start INPUT

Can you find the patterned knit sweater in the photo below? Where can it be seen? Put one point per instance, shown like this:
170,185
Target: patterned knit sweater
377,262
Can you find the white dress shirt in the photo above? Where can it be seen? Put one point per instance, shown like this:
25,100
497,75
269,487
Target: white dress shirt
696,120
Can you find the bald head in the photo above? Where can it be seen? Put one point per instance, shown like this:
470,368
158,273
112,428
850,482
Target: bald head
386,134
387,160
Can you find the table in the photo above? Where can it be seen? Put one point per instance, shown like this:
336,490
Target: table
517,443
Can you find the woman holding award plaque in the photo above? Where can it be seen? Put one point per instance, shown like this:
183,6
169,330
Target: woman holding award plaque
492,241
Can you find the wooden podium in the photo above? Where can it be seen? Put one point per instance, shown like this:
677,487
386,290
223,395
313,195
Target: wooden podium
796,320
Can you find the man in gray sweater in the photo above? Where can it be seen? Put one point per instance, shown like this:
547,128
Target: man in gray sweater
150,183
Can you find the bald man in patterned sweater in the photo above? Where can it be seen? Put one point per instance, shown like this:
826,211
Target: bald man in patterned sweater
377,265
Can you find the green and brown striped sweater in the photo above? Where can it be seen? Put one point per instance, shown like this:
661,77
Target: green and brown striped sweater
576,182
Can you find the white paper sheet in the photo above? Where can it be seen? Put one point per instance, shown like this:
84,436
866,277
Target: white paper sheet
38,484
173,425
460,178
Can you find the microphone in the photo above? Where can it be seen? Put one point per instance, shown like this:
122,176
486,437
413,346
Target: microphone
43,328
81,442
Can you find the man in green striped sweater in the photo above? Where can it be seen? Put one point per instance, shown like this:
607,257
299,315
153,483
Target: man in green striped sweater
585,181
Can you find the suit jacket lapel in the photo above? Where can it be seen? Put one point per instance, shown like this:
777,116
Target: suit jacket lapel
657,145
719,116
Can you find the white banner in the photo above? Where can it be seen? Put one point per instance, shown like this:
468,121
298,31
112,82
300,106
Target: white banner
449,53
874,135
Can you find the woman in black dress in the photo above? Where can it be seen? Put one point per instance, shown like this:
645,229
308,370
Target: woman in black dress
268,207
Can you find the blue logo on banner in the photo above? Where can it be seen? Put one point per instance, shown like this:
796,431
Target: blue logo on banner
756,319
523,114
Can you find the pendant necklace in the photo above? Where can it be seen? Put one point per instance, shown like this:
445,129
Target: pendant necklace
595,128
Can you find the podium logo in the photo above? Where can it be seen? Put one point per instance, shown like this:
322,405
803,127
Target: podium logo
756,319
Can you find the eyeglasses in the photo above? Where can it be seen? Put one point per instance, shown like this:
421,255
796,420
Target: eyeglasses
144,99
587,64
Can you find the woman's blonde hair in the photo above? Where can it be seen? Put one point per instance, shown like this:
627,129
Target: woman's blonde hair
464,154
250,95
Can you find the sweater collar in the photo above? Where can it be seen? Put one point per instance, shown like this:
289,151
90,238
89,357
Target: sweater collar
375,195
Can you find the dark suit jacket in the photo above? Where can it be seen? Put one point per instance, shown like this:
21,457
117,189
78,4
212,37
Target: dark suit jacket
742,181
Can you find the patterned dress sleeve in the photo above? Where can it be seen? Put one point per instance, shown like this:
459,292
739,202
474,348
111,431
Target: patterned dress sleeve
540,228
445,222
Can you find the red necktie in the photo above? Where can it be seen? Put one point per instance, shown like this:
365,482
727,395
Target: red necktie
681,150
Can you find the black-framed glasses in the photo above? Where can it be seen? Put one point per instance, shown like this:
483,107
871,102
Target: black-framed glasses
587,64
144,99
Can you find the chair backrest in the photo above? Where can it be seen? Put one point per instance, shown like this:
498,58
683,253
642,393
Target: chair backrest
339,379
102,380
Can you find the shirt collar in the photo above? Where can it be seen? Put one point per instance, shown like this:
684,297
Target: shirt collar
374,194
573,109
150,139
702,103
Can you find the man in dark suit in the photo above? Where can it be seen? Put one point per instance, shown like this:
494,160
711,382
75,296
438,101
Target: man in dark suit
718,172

end INPUT

SHORT EXERCISE -
Copy all of the data above, word for word.

ANSWER BELOW -
Can you find the patterned knit sweater in the photo below? Where can it be seen? Put one point per instance, shown like this:
170,185
Target: patterned knit sweater
377,262
Can you find the white dress shirt in the photo above? Where can it be seen? Put one point per instance, shown like this:
25,100
497,75
269,487
Target: white dress shirt
696,120
Can you find the bald head in the photo above? Where can it be seen? Put one point per instance, shown like this:
470,368
158,273
112,428
850,482
Target: bald head
386,134
387,160
Can you find the table in the photo above? Where can it be seen? Put one point per instance, shown like this:
336,490
Target: table
517,443
Can you find the woman holding award plaque in the photo above? Where can it be seen? Put one point per instance, shown like this:
183,6
169,330
Target: woman holding award plaque
492,241
Can you find the wooden podium in the photo above? Where can it be seen? Put one point per instance, shown like this:
677,487
386,290
223,395
313,195
Target: wooden podium
796,320
Can you find the man in gray sweater in the photo above? Where can it be seen? Put one point per instance, shown like this:
547,128
Target: man in gray sweater
150,183
Can you find the bald man in patterned sweater in the photo above? Where can it be seen? Put one point per instance, shown like this:
826,211
Target: bald man in patterned sweater
377,265
Can you find the green and brown striped sweater in the photo above? Where can it be seen? Put one point per instance, shown like this:
661,77
Target: green and brown striped sweater
576,182
Can you find the white paper sheet in the photo above? Where can it be seen? Put one point per instance, shown like this:
84,436
866,277
Target: white paper sheet
38,484
173,425
460,178
Can you find the microphone in the photo above? Where can it be seen? Put one point per instance, shown like this:
122,176
486,437
413,346
Target: microphone
43,328
81,442
Can you find the man in green striped sweater in the photo above? Where can it be seen? Put one point per instance, shown like this:
607,257
299,315
153,483
Target: man in green striped sweater
585,181
Can you find the suit jacket lapel in the photo above? Where can it be seen? Put one point per instance, shown like this:
777,116
Target: suit jacket lapel
657,145
719,116
Can you find the white banner in the photo above? Where can it be seen? Put one point per instance, shown like this:
468,121
298,31
112,82
300,106
Target: white banner
449,53
874,135
Can you find the woman in black dress in the photo above? Where can it be seen? Put one point per instance, shown like this:
645,229
308,370
Target: woman in black dress
268,207
Can you find the blue logo on banner in the photo above? Where can it be seen? Put one point per instance, shown like this:
796,431
Target: blue logo on banner
756,319
523,114
Can you find the pendant necklace in the photo above? Where can it be seen? Put one point per instance, shown like this:
445,129
Target: pendant necklace
595,128
Can you find the podium logo in the photo above? Where can it be seen? Put one point per instance, shown like this:
322,405
803,127
Target: podium logo
756,319
Can you find the eyeglasses in the photo above? Where can it be seen? Put one point per instance, shown like this:
421,255
796,420
Target: eyeglasses
144,99
587,64
Can you find the woman's blonde hair in the photo above? Where can it be seen? Put one point per instance, shown like this:
627,129
Target: woman's blonde hair
464,154
250,95
Can you find the sweater collar in the photo above? Where can it be seen? Put one point per instance, shown like this:
289,151
90,238
89,357
Target: sweater collar
375,195
Can you find the dark suit jacket in the photo above? Where can it be seen? Put one point per instance, shown like this:
21,457
117,189
78,4
212,37
Target: dark suit jacket
742,181
Can you find the patterned dress sleeve in the photo above? Where can it be seen? Put one point per instance, shown like this:
459,292
739,202
474,348
111,431
Target: patterned dress sleeve
540,228
445,222
Can you find the red necktie in the photo above? Where can it be seen? Put one point per instance, shown like this:
365,482
727,395
Target: red necktie
681,150
Can you find the black-framed glasses in the photo above? Where can it be seen? Put one point per instance, shown like this:
483,107
871,102
Target: black-framed glasses
587,64
144,99
Can you find the chair backrest in the photo above? Where can it be seen? Put one point per instance, shown like this:
498,58
683,253
642,393
Target: chair backrest
339,379
102,380
Can you find the shirt collar in the photo above? Where can it be seen? Put one point per instance, shown like this:
684,297
Target: shirt collar
374,194
573,109
150,139
702,103
Can you find the man in dark suit in the photo above? Where can it be seen? Put one point per instance, shown like this:
494,160
711,382
75,296
438,101
Target: man in dark suit
718,172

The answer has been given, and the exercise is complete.